[TASK TO COMPLETE]: Repeat every entry word for word, but leave the images out of your copy.

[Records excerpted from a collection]
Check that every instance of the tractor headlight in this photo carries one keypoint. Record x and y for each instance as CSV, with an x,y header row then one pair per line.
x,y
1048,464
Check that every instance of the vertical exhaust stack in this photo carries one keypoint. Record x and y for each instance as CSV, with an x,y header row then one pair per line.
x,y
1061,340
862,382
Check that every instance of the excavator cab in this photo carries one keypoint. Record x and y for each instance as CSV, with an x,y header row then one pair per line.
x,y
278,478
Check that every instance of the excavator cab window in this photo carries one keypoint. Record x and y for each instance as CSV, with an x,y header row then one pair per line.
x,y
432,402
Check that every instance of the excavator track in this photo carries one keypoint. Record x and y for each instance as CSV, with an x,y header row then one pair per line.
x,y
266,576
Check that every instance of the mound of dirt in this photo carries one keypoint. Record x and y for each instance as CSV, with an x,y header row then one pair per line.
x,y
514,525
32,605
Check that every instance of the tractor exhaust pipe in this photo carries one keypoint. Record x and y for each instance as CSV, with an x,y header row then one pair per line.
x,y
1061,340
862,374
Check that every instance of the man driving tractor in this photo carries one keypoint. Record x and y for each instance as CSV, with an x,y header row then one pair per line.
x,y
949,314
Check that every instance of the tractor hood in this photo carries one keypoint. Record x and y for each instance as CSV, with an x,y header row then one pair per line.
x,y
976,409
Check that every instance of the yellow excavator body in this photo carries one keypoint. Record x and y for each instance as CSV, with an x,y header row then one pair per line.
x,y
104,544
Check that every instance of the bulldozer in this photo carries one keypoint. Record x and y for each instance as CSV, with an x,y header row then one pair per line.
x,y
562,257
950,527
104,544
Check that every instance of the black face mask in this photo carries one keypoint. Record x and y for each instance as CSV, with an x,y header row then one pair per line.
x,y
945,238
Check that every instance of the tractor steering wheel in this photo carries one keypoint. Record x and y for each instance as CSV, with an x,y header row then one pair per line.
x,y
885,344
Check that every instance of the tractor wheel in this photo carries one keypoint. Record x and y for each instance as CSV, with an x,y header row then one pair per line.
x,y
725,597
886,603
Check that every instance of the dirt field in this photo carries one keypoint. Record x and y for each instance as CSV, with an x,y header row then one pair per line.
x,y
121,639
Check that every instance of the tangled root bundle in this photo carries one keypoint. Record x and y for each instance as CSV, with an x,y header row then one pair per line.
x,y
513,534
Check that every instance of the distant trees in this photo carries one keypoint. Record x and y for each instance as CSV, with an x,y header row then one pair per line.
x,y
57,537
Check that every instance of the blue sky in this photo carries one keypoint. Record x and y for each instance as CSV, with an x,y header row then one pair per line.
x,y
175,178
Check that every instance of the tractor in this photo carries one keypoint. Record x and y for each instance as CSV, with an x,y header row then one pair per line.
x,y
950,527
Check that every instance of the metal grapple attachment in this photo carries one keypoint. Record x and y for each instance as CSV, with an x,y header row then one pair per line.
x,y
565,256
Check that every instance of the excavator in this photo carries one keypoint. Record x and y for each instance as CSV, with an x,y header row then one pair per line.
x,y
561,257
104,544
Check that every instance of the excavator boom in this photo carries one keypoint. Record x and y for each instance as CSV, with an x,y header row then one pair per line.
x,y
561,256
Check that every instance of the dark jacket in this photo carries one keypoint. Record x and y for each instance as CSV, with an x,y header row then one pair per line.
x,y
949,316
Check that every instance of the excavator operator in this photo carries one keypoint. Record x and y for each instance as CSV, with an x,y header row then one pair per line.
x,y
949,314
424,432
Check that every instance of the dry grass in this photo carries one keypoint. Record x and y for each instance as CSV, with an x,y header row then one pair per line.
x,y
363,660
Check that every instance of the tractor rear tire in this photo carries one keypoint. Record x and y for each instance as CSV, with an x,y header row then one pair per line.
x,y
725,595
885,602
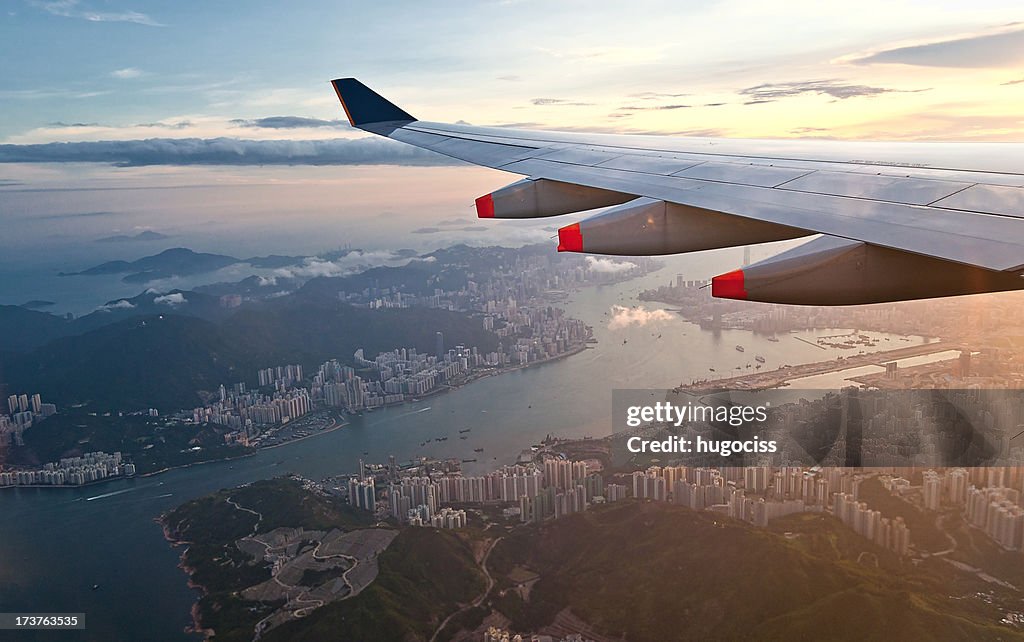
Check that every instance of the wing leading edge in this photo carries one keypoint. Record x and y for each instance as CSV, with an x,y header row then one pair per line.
x,y
911,221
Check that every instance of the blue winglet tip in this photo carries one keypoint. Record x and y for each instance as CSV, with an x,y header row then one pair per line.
x,y
364,105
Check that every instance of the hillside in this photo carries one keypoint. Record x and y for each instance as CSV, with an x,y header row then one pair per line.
x,y
645,571
169,360
425,574
421,576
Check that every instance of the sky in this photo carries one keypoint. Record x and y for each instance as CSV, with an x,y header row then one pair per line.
x,y
213,122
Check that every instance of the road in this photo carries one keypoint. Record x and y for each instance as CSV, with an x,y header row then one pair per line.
x,y
480,598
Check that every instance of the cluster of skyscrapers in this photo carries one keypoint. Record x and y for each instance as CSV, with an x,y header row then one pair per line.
x,y
71,471
244,412
22,411
759,494
988,499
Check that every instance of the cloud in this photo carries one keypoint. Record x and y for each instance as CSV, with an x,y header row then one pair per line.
x,y
985,50
453,222
123,304
223,152
352,262
558,101
171,299
127,73
74,8
608,265
772,91
634,108
73,215
654,95
171,125
287,122
625,316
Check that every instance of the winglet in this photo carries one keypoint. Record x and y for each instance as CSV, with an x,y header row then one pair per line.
x,y
364,105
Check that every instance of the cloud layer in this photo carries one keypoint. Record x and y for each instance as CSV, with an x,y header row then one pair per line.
x,y
608,265
625,316
999,49
223,152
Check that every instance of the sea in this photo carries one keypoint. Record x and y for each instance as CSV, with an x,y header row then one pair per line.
x,y
98,550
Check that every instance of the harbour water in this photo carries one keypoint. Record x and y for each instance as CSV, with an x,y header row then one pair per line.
x,y
56,544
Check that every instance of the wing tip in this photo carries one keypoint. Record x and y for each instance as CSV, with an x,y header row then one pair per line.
x,y
363,105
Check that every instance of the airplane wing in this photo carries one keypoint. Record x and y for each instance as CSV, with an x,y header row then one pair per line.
x,y
888,221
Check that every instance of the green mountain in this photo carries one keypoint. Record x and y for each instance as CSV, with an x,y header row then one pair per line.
x,y
654,571
173,262
425,574
169,360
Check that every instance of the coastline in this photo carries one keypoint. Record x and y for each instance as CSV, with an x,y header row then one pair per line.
x,y
197,626
336,426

[COMPLETED TASK]:
Check that every instance of the tractor headlight in this photo carries one keypoint. Record x and y for each instance as CSV, with an x,y header row then one pair per line.
x,y
1048,464
Check that every instance of the vertical exhaust stack in this photo carries one keypoint. Record x and y for each instance as CSV, with an x,y header row then one pair per line.
x,y
1061,340
862,382
Check that every instance of the excavator cab in this photo carries one keypoint. Record x and y for each instance as CSV, with an x,y header row then one pair per line.
x,y
278,478
Check that every instance of the excavator cab window in this photo carries one keypoint. Record x and y for each instance as CSV, with an x,y header row then one pair per line.
x,y
432,402
Check that every instance of the excavator track in this photo carries one keypoint. Record x and y for each instance as CSV, with an x,y header row then one pair per line.
x,y
266,576
Check that every instance of the mound of dirt in this photo carries one keypoint. Record x and y for each instance as CSV, with an x,y header row then one pair per line.
x,y
514,525
32,605
Check that every instance of the tractor exhaust pipe in this photo carries one keypoint. Record x and y for each instance as CSV, with an x,y header row then one pair per line.
x,y
1061,340
862,374
Check that every instance of the man driving tractor in this photo carries one keypoint. Record x and y for each instance as CSV, with an x,y header row then one pair per line.
x,y
949,314
Check that every instance of the tractor hood in this photo carries one keypoint. Record x and y for each instance as CSV, with an x,y header row then one pair per line.
x,y
976,409
Check that every instance of the yellow excavator body in this photo carries one keypoint. Record x and y for each instance as CSV, with an x,y header row then one pair per line.
x,y
104,544
Check that every instance of the bulldozer in this photo carries one keypoint. Record x and y for each instance as CSV, with an x,y header row then one pair per line.
x,y
562,257
950,527
104,544
Check that every instance of the black face mask in this photo carries one keypoint. Record x and y for each instance as CSV, with an x,y header row then one pair per line.
x,y
945,238
Check that every instance of the tractor steering wheel in this photo carries one keypoint. Record x and y for each instance as CSV, with an x,y header row then one pair per line.
x,y
885,344
Check that every instance of the tractor wheel in this photo carries one keypoint. Record x and y for each instance as CSV, with an x,y header row then one pair per line.
x,y
725,597
886,603
Check that every instance of the dirt field in this photo carries one keypoint. Record x and y for each instance as CSV, with an x,y header row then one pair per line.
x,y
121,639
Check that every instance of the tangled root bundle in this photo carries one keypoint. Record x and y for each instance as CSV, with an x,y header row then one pair per line.
x,y
513,534
Check that every instance of the distant trees in this photo carries one keypoint. Record x and y for each instance as CSV, with an x,y header row then one pair per line.
x,y
57,537
Check that every instance of the blue sky in this photo carries one keypoint. Record x and y for each instance as CSV, with an x,y header row then one pair per line.
x,y
175,178
Check that every instance of the tractor in this photo carries one keypoint. Record x and y for each instance as CSV, with an x,y header row then one pair per line.
x,y
950,527
Check that every instance of the metal grapple attachment in this photo carries one keypoint. Record x and y for each instance as CSV, with an x,y header row then one pair per line.
x,y
565,256
Check that every instance of the excavator in this photo carries one keypoint. Record x and y for each instance as CSV, with an x,y header row then one pair per line.
x,y
561,257
104,544
Check that every instance of the excavator boom in this photo carries one keypoint. Record x and y for each instance as CSV, with an x,y header row then one pair per line.
x,y
561,256
Check that every instance of the dark jacket in this photo carries one keypoint. Record x and y for each instance as CSV, with an x,y header row then one pair per line.
x,y
949,316
Check that every instance of the excavator operator in this photo carries one keypoint. Record x and y for each instance as CSV, with an x,y header row then one pair per line.
x,y
949,314
424,432
Check that every instance of the dry grass in this photo carries one keypoint. Record x and y for each instance as CSV, with an x,y header row then one pair per line.
x,y
363,660
Check that every instance of the tractor rear tire in this photo carries one keypoint. Record x and y for each instance as CSV, with an x,y header row then one pair per line.
x,y
725,595
885,602
Check that every instance of the wing leading edge in this photo carries one keypoint. Record x and y for each instance as CSV, with an x,y header row then one pair per line.
x,y
911,221
Check that every instance of the blue winglet tip in this photo carries one keypoint. Record x and y for each instance as CSV, with an x,y header row then one pair per line.
x,y
364,105
Check that every instance of the hillside in this photo carries one keypoint. Record x and y for each instance as CSV, with an x,y header row then one pair per line.
x,y
645,571
169,360
425,574
421,576
Check that every instance of the sky in this photo carries one keypoint. Record x and y for each instance as CSV, with an x,y header row then one pair per line.
x,y
213,122
Check that every instance of the road in this photo carries one keypoint. Record x and y for each instance as CSV, with an x,y header row then one pair per line.
x,y
480,598
Check that every instance of the cluster of skyscrapers in this photo carries one keypoint. Record x and y for each instance as CSV, with an x,y header row then one pair per line.
x,y
71,471
244,412
22,411
759,494
988,499
Check that every instance of the cloud in this photo carries one keypoint. Record x and y for each instance as CSV, with an x,y header row then one pair per line.
x,y
985,50
453,222
123,304
223,152
352,262
558,101
171,299
127,73
74,8
608,265
772,91
634,108
73,215
654,95
171,125
287,122
625,316
Check that every instance of the winglet in this photo carries one keypoint. Record x and y for each instance as CSV, with an x,y header row then one pair per line.
x,y
364,105
Check that every instance of the cloud layer in this photo carries one keypoint. Record x and y for each instance as CSV, with an x,y header row then one pair per line.
x,y
608,265
625,316
999,49
223,152
Check that every instance of the sea in this photo carries one keypoint. Record x and y for each instance as CSV, with an x,y header row then one pair per line.
x,y
98,550
Check that every instance of the harbour water in this photo carries one keypoint. Record x and y for each instance as CSV, with an x,y header row then one pair per line.
x,y
56,544
Check that every instance of the wing tip in this photo carries one keypoint. Record x and y for each instance as CSV, with an x,y header row then one pair per line.
x,y
363,105
Check that every instance of the airplane wing in this photo carries one keypoint. Record x and y for each instance as CSV, with an x,y header row then one pair per line.
x,y
888,221
Check that every instance of the green mountain in this photo carries one keypoint. Record x and y for each instance as CSV, with an x,y header row then one pair per line.
x,y
654,571
173,262
425,574
169,360
Check that every instance of the coastline in this photo carries one keypoint. Record x and y for each instance as CSV, with an x,y header row then one pair per line.
x,y
197,626
336,426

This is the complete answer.